PROVIDED TEXT:

Our mother saw to it that each one of us had everything new for Easter, underwear, socks, hat, gloves, shoes, and dress.
"In your Easter bonnet with all the frills upon it..." my Mom sang this song to us every Easter when we were little children. Every Easter Mom dressed us from head to toe with patent leather shoes and purses, white gloves and an Easter bonnet too.
Mom went all out even though she was on a limited budget. We even had brand new dress coats to wear to church on Easter Sunday. When she took us shopping for our outfits for Easter 1963 we came home with a few extra special surprises.
One surprise was for Irene and I and they were the latest craze...sponge coats. Well, that is what we called them. They were made of foam that was covered with fabric. Irene and I had identical sponge coats, except for the color. My coat was pastel blue, and Irene's coat was navy.
Our bonnets were usually white and had a brim adorned with a white or pastel satin ribbon, and paper or silk flowers. I can remember thinking that I looked so sophisticated with a hat and gloves, however I didn't keep them on for long. The hats usually had an elastic strap that cut into my chubby little chin, so I took it off as soon as the opportunity came. Once inside the Sunday school classroom the hat came off and the gloves went into the purse.
Our mother saw to it that each one of us had everything new for Easter, underwear, socks, hat, gloves, shoes, and dress. Sometimes, they may have been hand me downs, if they were in good shape. Even if it was a hand me down...it looked new. My Nannie Wahlers who was my Dad's Mom was an excellent seamstress, she would sew pretty dresses for us for Easter too. I can remember a dress that she sewed for me that had a bouquet of paper flowers with lace under them attached at the waist on the left side, and I just loved that dress.

GIVEN MATERIAL:
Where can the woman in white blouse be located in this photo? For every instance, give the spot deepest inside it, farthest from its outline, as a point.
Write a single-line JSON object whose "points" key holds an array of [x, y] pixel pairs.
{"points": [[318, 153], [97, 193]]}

JOB: From the piece about childhood Easter outfits, pull out the stretch from "Mom went all" through "coat was navy." word for word.

FINAL RESULT:
Mom went all out even though she was on a limited budget. We even had brand new dress coats to wear to church on Easter Sunday. When she took us shopping for our outfits for Easter 1963 we came home with a few extra special surprises.
One surprise was for Irene and I and they were the latest craze...sponge coats. Well, that is what we called them. They were made of foam that was covered with fabric. Irene and I had identical sponge coats, except for the color. My coat was pastel blue, and Irene's coat was navy.